Source data:
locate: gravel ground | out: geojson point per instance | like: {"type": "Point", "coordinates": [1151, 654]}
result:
--
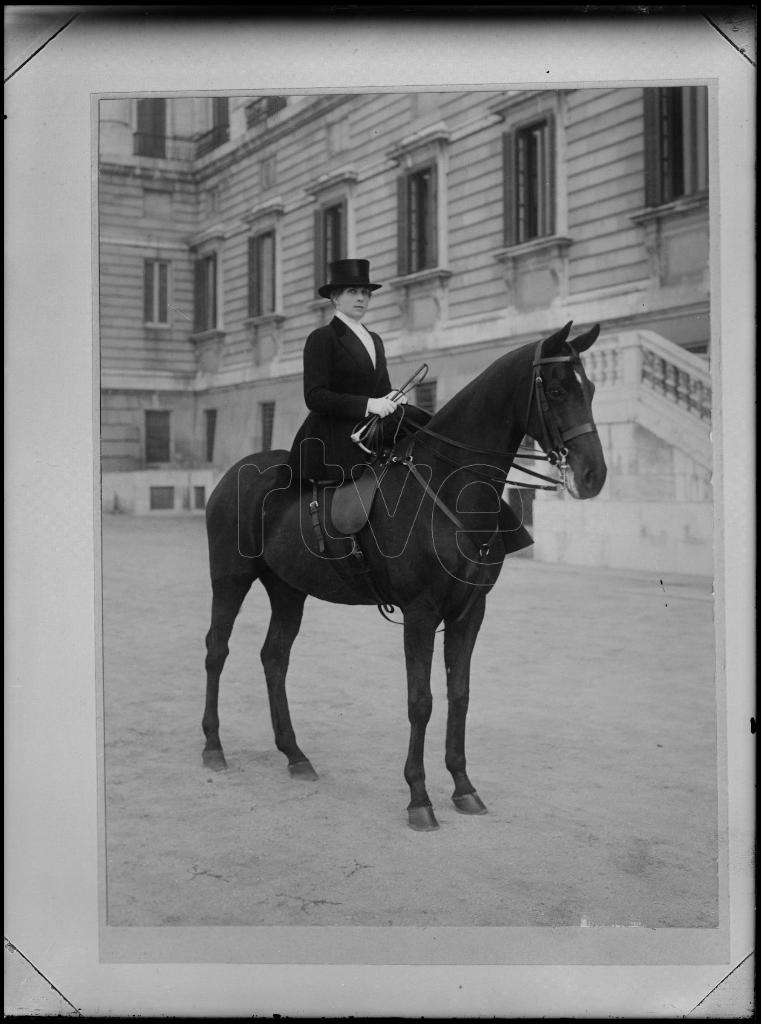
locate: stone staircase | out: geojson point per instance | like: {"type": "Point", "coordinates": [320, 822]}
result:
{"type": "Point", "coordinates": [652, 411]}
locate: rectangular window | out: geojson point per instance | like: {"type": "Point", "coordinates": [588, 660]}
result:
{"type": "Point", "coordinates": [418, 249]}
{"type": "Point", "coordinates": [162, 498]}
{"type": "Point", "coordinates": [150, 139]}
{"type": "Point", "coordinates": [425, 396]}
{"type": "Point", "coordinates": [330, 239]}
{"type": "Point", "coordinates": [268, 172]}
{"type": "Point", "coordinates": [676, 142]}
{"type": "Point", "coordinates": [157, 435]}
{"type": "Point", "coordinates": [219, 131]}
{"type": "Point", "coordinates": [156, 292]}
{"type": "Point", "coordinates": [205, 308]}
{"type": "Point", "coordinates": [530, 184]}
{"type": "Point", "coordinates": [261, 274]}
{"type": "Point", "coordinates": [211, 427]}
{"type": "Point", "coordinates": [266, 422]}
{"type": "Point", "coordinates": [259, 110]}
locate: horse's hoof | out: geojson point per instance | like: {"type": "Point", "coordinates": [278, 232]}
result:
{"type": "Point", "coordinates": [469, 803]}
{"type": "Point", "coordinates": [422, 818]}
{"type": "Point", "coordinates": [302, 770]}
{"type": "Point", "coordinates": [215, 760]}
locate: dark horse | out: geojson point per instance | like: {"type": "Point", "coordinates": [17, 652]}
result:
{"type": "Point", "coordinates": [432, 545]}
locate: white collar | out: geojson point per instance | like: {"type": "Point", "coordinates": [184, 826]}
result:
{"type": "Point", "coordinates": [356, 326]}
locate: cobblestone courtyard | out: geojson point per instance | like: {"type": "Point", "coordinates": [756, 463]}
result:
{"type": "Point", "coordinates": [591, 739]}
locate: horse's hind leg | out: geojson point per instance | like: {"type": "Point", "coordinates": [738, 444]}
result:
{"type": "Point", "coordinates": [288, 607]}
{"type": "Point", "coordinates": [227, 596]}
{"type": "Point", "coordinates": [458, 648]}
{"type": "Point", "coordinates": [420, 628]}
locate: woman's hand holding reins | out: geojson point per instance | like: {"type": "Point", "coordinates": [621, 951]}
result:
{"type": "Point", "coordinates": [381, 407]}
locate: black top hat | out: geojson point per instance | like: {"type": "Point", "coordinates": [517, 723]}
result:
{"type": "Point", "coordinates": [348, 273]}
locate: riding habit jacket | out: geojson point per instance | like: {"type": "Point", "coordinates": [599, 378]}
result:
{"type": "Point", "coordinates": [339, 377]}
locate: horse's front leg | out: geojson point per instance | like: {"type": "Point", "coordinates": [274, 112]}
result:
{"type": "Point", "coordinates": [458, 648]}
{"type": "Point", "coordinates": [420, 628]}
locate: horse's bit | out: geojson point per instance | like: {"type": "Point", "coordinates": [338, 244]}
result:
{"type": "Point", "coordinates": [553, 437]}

What the task asks: Find every line in the records that contains the word "horse"; copy those lines.

Exercise result:
locate: horse's hoof | out: geojson point per instance | like: {"type": "Point", "coordinates": [278, 232]}
locate: dark horse | out: geojson point per instance | like: {"type": "Point", "coordinates": [17, 652]}
locate: horse's hind leg | out: geojson point per instance | like: {"type": "Point", "coordinates": [738, 444]}
locate: horse's front leg | out: geojson point per instance | like: {"type": "Point", "coordinates": [274, 112]}
locate: horse's bit | out: geojson point per instance | like: {"type": "Point", "coordinates": [338, 244]}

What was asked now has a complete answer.